(REQUIRED WORK):
• A. Reproduce the part of the passage on the duty of disclosure starting at "The applicant’s duty" and ending at "[76] perBurton J.".
• B. Answer these questions from the passage on the duty of disclosure:
(i) In which case did Andrew Smith J confirm that the applicant on a without notice application must make a fair presentation of the material facts?
(ii) Which case is cited for the duty extending to a fair presentation of the law?
(iii) Which case is cited for the point that the duty is a continuing one?
• C. Continue the passage on the applicant's duty of disclosure from where it stops.

(EXTRACT PROVIDED):

>>>>

The applicant must make proper enquiries before making the application. The duty of disclosure, therefore, applies not only to material facts known to the applicant but also to any additional facts which he would have known if he had made such enquiries. In Dar al Arkan Real Estate Development Co and another v. Majid Al-Sayed Bader Hashim Al Refai and Others [2012] EWHC 3539 (Comm), Andrew Smith J confirmed that the duty on the applicant on a without notice application is to make a fair presentation to the court of the material facts. This means that the applicant has a responsibility before making its application to make proper enquiries of all relevant parties who may have information which could assist.

36

The applicant’s duty extends to making a fair presentation to the judge of the law, and not just the facts: Irish Response Ltd v. Direct Beauty Products Ltd [2011] EWHC 37 (QB). It is a continuing duty: Commercial Bank Of The Near East PLC v. A [1989] 2 Lloyd’s Rep 319. It is also well established that the continuing duty of full and frank disclosure applies to set-aside cases where permission has been granted but service not yet effected: Network Telecom (Europe) Limited v. Telephone Systems International [2003] EWHC 2890 (QB) at [48] to [76] perBurton J.

<<<<

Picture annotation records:
>>>>

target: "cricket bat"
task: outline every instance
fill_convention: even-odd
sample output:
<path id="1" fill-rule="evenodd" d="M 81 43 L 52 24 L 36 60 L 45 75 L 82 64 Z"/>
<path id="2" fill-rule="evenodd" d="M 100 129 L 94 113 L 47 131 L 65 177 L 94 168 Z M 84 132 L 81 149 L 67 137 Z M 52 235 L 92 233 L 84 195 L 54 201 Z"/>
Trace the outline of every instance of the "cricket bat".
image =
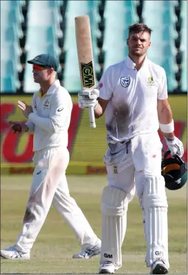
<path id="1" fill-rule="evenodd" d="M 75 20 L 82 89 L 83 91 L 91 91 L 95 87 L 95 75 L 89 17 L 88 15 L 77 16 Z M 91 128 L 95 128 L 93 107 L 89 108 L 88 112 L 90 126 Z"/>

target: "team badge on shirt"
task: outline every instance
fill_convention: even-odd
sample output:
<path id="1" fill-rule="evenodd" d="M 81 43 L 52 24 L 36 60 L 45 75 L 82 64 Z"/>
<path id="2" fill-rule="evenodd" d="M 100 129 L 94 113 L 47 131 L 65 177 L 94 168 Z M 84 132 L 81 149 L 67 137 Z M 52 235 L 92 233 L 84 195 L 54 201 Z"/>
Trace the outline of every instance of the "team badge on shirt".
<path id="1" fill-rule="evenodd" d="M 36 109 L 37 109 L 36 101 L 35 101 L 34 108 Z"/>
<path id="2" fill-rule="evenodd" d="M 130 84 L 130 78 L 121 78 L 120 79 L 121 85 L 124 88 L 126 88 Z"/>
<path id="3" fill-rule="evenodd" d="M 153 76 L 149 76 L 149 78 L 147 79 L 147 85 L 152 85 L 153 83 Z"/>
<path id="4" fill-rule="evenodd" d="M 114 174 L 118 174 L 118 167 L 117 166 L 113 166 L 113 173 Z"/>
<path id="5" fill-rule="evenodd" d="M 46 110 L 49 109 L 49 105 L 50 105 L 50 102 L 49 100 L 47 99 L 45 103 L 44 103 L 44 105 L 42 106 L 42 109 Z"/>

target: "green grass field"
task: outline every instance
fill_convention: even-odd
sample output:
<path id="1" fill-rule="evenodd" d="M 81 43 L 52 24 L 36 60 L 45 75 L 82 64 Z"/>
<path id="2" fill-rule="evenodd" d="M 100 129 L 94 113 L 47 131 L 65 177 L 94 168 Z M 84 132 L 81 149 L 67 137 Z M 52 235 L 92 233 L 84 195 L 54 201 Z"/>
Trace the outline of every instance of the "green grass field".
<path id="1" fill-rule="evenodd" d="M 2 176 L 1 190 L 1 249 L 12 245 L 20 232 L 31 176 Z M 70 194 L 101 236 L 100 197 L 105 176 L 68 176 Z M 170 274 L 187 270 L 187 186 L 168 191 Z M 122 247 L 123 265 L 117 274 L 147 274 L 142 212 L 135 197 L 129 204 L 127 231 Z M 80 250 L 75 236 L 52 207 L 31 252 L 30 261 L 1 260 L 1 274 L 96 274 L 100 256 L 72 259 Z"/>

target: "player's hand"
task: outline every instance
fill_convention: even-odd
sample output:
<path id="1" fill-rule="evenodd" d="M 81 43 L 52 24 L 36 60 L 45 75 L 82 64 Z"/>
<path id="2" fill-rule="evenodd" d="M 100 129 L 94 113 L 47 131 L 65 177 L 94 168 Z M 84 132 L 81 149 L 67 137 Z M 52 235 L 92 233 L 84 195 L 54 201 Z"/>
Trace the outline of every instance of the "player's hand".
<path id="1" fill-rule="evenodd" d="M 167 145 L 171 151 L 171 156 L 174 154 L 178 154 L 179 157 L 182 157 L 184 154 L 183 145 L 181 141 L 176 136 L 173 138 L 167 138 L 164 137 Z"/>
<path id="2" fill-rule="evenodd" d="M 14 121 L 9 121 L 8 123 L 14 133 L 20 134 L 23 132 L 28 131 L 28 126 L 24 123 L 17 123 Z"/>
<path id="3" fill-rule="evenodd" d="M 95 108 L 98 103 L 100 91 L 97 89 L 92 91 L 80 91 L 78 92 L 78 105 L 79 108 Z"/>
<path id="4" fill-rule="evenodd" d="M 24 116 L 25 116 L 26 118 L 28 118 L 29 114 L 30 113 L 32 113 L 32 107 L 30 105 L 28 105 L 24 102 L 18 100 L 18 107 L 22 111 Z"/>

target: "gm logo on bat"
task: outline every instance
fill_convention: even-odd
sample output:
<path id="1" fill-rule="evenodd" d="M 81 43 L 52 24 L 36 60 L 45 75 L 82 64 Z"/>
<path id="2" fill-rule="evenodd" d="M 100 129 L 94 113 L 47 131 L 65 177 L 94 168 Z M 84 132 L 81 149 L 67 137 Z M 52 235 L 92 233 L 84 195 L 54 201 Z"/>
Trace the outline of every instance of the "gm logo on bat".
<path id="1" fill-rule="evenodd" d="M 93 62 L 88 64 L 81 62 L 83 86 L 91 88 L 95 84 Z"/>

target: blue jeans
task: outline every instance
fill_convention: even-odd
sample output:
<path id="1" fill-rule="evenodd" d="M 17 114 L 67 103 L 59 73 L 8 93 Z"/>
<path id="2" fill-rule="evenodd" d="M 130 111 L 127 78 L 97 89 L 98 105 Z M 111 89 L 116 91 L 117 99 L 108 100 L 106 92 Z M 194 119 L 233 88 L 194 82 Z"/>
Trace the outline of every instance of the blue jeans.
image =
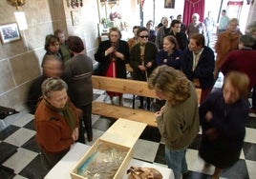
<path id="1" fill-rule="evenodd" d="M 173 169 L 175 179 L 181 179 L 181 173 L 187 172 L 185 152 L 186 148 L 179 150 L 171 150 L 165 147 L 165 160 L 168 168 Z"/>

<<<<

(ANSWERS PER TASK):
• A.
The applicant’s duty extends to making a fair presentation to the judge of the law, and not just the facts: Irish Response Ltd v. Direct Beauty Products Ltd [2011] EWHC 37 (QB). It is a continuing duty: Commercial Bank Of The Near East PLC v. A [1989] 2 Lloyd’s Rep 319. It is also well established that the continuing duty of full and frank disclosure applies to set-aside cases where permission has been granted but service not yet effected: Network Telecom (Europe) Limited v. Telephone Systems International [2003] EWHC 2890 (QB) at [48] to [76] perBurton J.

• B.
(i) Dar al Arkan Real Estate Development Co and another v. Majid Al-Sayed Bader Hashim Al Refai and Others [2012] EWHC 3539 (Comm)
(ii) Irish Response Ltd v. Direct Beauty Products Ltd [2011] EWHC 37 (QB)
(iii) Commercial Bank Of The Near East PLC v. A [1989] 2 Lloyd's Rep 319

• C.
37

And non-disclosure of certain facts may lead to the setting aside of the order obtained without an examination of the merits: Sloutsker v. Romanova [2015 EWHC 544 (QB) at [51] per Warby J:

‘Non-disclosure of material fact in an application made without notice may lead to the setting aside of the order obtained without examination of the merits. It is important to uphold the requirement of full and frank disclosure’. However, ‘the court has a discretion to set aside or to continue the order whether the fact not disclosed in sufficient materiality to justify or require the immediate discharge of the order without examination of the merits depends on the importance of the fact to the issues that were to be decided. The answer to the question whether the non-disclosure was innocent is an important although not decisive consideration.’

38

Where there has been a substantial failure to disclose a material fact, the court’s starting point is likely to be the immediate discharge of the order: see National Bank Trust v. Yurov [2016] EWHC 1913 (Comm) at [18].

39

Every case will ultimately turn on its own facts, but the Nagel and General Dynamics cases are illustrations of cases that fell on different sides of the line:

(1)

In Nagel Cockerill J set aside an order granting permission to serve the claim form outside the jurisdiction because England was not the forum conveniens. Had she not done so, Cockerill J would have set the order aside on the basis of material non-disclosure due to the claimant’s failure to disclose the existence and content of a Belgium judgment on jurisdiction in related Belgium proceedings. The breach was found to be serious and deliberate.

(2)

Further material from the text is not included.